Page:
THE FILMS OF HUANG WEIKAI: TOWARDS AN URBAN DOCUMENTARY SURREAL

In Floating, Huang Weikai brings the audience into the transient space of a pedestrian underpass of Guangzhou

Huang Weikai’s most recent film Disorder (Xianshi shi guoqu de weilai, 2009) is a richly textured digital collage that strings together a series of absurd events documented by amateur digital video (DV) hobbyists in Guangzhou. With Disorder, Huang recontextualizes over a thousand hours of found footage to create jarring juxtapositions and fractured narratives, following a rule that each subsequent sequence must never be taken from the same tape. The film has ridden a wave of praise across the circuit of venues where independent documentaries are screened in China, including the Yunnan Multi Culture Visual Festival in Kunming, the China Documentary Film Festival at Songzhuang, outside of Beijing, and the Chongqing Independent Film & Video Festival. This year, Huang also brought Disorder to the Cinéma du Réel International Documentary Film Festival in France, where it received an honorable mention, and has also screened the film in Germany, Spain, Poland, Canada and the US. Hua Hsu, writing for The Atlantic, called the film “one of the most mesmerizing films I’ve seen in ages.”

Huang Weikai studied Chinese landscape painting at the Guangdong Academy of Fine Arts. Like many paintersturned-filmmakers in China’s independent film circles—see Zhao Dayong, Li Hongqi and Gu Tao—the transition to filmmaking was natural, almost inevitable, considering the increasing accessibility and affordability of DV cameras in the 1990s. The spread of this technology fueled the rise of a mobilized, independent, and egalitarian system of documentary production, one outside of the commercial and state-sponsored mechanisms of film and television. This phenomenon also worked to galvanize independent documentary filmmakers in China as a community of outsiders who took a passive—or not so passive—position of resistance in relation to the commercial film industry.

While some would hesitate to classify the wave of independent documentary in China beginning in the early 1990s as a cohesive movement, as the films of China’s documentarians like Wu Wenguang and Duan Jinchuan began to gather momentum and name recognition in film circles both domestically and abroad, it soon became clear to young filmmakers that one could make films without big budgets, crews, and official approval. These independent documentarians were not the first to relish an apparent amateur status and produce unofficial films on shoestring budgets. With DV cameras, filmmakers could penetrate previously unexplored social spaces, documenting China during stages of monumental transformation in raw, spontaneous and provocative ways.

The lived realities of daily experience thus became central to DV documentary production in China. Much like the boundless possibilities opened up to the filmmakers of the French New Wave and Italian Neo-realist movements with the arrival of more portable film technologies and synchronized sound, DV cameras in China allowed filmmakers to transform the people with whom they engaged daily into the subjects of documentary films. For Huang Weikai’s first documentary project, Floating (Piao, 2005), he chose a drifter street musician, Yang Jiwei, as his subject. The film intimately documents the daily life of Yang as he performs in the subterranean spaces of Guangzhou’s pedestrian underpasses, and as he deals with the turbulent circumstances of his romantic life. Huang’s subjective gaze, and his position as both participant and observer in the social world of his subject, offer the audience a look into the lives of individuals who occupy the floating spaces of Guangzhou’s periphery.

Stored rows:
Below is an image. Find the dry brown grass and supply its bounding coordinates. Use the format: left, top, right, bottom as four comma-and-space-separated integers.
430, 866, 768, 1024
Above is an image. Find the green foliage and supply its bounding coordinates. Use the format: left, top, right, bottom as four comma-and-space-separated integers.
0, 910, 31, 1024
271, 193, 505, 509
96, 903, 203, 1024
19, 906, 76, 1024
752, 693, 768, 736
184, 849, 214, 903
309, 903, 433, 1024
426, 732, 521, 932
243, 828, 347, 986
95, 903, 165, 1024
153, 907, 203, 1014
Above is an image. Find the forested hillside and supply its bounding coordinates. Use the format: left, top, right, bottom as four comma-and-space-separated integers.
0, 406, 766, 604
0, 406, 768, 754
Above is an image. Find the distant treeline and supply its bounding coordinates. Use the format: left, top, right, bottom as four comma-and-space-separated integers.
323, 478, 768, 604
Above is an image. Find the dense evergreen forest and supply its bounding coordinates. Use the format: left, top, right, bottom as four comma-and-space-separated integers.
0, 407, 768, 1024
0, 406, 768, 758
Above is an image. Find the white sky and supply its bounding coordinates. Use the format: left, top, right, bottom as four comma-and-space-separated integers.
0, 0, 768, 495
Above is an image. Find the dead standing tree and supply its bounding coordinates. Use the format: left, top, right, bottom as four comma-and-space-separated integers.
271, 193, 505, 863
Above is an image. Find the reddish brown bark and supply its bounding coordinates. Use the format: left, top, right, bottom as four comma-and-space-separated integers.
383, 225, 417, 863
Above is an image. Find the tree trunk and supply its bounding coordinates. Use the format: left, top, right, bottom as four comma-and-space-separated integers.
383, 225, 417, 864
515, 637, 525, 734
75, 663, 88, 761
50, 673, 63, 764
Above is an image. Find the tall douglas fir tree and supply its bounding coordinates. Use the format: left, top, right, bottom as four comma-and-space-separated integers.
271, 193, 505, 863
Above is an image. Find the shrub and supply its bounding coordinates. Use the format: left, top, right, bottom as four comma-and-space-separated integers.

What is needed: In the article on Huang Weikai's films, where did Huang study Chinese landscape painting? The items above come from a separate source.

Exercise result: He studied it at the Guangdong Academy of Fine Arts.